***** Document passage *****

All in Your Head

Flickr/x70tjw
Flickr/x70tjw

One chilly evening in September, stepping outside into the lane at dusk for a breath of fresh air, I encountered a cozy trio: a little blond boy on his trike who lived around the corner, the boy’s grandfather, and my neighbor, a man about my age, in his early 60s. The boy, Martín, was pedaling in circles and naming wild animals that he’d learned in school that day, and my neighbor was quizzing him on the animals’ English names. When I greeted them, my neighbor told Martín, “Ask Clellan! Clellan knows!” León, Martín said, and I said, lion. Jabalina, he said, and I answered, boar. My neighbor and the grandfather played along, either asking Martín to affirm my answer or repeat it, or both. Soon enough, Martín grew tired despite our enthusiasm and pedaled off toward home, his grandfather following closely.

That left me with my neighbor. We exchanged the usual comments about how bright the boy was, how energetic. How much children learn, and how fast. English already in kindergarten! Soon our talk turned to the weather, and I mentioned that I’d called a bricklayer about fixing my fireplace. The workman had already come to have a look and seemed very nice, I said. I’d gotten his name and number from another neighbor.

“I don’t know him. Is he young?”

“Well,” I said. “Not young like 30, but maybe young like 40.”

We both laughed. My neighbor said that his nephew was already nearing 50. He shook his head. Was he remembering a time when his nephew was a young man while he himself was a slightly older young man, with a young son of his own? My neighbor’s son is halfway through his 20s, just like my younger son. My older son is closer to 30 than to 20. I shook my head too. The young are not so young anymore. The young are catching up.

After saying goodnight and going back inside, I recalled a fall afternoon 20 years earlier when my boyfriend at the time, about 40 years old then, and his daughter, about four, were over at my place with my two sons and me. We were all down in the field below my house, picking apples for the donkey I owned. My boyfriend showed the children how to hold an apple in their palm, not between their fingers. “Like this,” he said, extending an apple in his opened hand to the donkey.

***** Provided data *****

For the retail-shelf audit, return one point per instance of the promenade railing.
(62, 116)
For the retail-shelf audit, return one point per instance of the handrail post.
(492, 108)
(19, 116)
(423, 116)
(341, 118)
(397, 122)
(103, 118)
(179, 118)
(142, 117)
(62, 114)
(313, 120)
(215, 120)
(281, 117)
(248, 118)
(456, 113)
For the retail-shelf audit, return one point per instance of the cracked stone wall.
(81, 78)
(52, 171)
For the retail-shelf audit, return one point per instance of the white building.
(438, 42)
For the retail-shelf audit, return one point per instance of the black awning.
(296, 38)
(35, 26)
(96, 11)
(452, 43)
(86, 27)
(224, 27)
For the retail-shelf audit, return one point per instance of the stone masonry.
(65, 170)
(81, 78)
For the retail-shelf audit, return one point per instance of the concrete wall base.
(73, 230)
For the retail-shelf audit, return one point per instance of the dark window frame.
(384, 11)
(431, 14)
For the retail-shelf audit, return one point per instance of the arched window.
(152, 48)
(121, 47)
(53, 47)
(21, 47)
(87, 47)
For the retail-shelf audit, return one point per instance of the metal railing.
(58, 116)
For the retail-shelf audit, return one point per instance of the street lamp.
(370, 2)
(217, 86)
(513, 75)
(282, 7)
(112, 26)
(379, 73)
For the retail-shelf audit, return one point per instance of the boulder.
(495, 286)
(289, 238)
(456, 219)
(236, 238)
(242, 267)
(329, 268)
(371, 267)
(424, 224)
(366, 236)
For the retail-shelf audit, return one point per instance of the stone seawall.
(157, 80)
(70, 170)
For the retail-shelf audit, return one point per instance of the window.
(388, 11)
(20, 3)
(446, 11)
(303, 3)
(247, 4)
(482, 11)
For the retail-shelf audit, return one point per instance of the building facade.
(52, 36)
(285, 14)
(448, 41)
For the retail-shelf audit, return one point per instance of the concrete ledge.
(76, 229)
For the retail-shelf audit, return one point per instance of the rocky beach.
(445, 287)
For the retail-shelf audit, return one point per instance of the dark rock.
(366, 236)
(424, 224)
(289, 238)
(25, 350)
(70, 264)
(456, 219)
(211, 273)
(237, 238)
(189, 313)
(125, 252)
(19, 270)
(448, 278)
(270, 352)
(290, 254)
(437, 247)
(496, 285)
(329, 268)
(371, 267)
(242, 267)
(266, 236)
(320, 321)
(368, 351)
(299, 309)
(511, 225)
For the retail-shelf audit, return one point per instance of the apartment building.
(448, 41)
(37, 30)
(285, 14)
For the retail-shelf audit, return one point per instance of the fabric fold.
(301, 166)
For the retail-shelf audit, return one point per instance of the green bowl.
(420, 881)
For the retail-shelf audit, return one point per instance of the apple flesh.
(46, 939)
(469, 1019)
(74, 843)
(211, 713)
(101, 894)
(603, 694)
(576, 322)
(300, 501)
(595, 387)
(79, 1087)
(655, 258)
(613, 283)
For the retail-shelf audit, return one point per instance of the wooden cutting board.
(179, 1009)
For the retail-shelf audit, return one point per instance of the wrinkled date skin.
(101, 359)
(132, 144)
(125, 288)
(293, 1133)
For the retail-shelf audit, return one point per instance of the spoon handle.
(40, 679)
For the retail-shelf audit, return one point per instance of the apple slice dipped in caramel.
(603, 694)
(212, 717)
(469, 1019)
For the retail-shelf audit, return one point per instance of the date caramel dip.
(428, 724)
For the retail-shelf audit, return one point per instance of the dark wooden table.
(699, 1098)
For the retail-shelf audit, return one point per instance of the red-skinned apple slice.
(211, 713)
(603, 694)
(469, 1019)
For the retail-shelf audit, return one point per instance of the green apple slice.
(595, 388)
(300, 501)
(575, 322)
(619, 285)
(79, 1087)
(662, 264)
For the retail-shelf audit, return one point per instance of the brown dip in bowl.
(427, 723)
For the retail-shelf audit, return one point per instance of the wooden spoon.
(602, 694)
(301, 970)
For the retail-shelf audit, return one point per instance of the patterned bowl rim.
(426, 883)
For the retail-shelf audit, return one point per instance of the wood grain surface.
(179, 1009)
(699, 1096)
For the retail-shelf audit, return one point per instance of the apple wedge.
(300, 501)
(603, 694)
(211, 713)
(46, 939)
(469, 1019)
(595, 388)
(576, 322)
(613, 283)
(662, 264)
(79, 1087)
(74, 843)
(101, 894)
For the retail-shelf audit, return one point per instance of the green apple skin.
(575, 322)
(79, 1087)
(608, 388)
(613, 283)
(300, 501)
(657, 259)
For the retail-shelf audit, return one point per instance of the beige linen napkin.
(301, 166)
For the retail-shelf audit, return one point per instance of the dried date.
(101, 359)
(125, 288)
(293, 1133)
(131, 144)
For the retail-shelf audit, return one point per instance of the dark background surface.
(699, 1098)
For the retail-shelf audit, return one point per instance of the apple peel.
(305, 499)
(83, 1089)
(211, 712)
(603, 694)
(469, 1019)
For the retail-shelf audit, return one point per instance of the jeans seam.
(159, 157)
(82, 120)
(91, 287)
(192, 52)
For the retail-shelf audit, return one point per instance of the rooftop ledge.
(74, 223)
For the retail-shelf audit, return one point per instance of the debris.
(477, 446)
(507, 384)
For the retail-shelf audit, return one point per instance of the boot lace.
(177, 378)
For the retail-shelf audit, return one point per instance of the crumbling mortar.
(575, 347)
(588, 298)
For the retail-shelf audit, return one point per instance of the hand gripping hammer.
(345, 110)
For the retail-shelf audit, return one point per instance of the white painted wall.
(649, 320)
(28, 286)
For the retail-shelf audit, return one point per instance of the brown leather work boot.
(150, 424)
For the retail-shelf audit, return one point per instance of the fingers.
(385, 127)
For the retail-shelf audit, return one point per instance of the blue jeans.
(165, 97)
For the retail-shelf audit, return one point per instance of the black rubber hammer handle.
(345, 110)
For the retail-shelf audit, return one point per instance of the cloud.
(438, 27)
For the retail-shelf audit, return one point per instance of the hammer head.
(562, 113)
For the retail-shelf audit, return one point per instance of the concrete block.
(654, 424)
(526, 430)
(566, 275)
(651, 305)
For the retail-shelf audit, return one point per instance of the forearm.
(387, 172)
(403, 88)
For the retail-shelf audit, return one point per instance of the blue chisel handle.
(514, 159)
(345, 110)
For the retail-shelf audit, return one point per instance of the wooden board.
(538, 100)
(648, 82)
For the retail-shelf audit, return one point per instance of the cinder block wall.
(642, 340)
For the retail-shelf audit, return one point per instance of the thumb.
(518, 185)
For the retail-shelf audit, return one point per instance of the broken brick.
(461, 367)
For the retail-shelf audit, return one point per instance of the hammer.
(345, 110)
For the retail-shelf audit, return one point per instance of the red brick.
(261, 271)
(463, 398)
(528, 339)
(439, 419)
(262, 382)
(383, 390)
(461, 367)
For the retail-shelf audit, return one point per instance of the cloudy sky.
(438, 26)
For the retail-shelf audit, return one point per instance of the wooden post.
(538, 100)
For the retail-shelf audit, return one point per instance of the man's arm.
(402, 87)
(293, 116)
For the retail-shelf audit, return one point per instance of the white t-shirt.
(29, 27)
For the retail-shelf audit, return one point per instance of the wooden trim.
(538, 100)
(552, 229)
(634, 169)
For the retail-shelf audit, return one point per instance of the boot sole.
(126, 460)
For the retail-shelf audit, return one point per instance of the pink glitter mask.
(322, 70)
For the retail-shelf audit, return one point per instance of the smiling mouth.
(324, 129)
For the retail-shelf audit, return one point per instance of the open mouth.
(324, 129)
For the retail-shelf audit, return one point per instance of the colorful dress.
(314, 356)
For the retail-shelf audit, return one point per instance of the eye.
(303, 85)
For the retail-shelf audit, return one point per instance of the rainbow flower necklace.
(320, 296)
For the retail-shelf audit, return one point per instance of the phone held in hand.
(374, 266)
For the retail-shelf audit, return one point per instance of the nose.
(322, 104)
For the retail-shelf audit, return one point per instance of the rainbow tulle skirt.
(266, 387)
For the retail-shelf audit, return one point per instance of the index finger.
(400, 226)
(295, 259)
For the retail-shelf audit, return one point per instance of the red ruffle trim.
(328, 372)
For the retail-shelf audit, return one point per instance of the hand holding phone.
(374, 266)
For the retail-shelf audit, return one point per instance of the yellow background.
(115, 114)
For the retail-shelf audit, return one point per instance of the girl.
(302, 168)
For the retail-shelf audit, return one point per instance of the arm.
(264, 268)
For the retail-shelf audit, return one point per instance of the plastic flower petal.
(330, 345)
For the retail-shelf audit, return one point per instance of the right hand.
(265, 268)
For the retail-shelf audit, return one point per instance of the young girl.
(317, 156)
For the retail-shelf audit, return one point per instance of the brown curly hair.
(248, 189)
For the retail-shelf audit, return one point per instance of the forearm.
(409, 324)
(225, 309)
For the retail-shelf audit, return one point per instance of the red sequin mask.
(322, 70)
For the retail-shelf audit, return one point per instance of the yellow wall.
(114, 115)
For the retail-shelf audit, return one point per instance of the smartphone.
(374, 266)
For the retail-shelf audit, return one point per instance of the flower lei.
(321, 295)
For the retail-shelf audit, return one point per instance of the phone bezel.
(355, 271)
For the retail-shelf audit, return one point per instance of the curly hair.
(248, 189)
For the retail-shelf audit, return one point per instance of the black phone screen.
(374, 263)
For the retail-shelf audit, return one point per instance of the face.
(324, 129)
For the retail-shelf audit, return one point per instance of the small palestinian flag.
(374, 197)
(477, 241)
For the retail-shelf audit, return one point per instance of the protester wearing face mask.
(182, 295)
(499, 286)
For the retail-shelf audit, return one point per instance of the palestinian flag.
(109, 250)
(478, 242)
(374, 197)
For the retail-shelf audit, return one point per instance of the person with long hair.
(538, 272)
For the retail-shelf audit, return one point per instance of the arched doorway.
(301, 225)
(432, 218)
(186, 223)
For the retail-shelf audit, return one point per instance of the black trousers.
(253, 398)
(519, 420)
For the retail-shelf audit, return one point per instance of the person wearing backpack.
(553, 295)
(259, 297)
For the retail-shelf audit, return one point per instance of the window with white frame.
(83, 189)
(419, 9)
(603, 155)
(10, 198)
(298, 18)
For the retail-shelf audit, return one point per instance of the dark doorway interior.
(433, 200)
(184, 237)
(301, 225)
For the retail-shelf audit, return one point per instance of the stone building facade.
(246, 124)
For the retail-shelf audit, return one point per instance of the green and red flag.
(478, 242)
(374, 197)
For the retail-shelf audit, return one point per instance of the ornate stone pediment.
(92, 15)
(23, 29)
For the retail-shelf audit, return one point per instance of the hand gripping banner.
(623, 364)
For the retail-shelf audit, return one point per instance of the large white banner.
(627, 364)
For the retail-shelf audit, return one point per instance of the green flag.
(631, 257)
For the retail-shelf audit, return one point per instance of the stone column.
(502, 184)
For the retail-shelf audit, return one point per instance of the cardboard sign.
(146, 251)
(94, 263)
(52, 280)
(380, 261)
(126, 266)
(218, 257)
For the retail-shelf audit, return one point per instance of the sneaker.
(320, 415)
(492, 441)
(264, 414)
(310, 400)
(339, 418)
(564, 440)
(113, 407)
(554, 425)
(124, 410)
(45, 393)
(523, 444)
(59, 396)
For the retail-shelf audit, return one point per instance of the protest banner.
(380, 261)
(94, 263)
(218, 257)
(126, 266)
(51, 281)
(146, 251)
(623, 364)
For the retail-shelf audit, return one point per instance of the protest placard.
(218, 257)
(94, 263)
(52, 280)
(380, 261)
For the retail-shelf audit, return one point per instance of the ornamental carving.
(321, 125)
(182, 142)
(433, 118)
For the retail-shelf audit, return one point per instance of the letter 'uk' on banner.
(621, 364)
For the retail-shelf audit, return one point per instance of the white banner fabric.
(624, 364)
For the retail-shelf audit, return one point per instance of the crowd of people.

*****

In the "All in Your Head" passage, what English word does the narrator give when Martín says "Jabalina"?

Boar.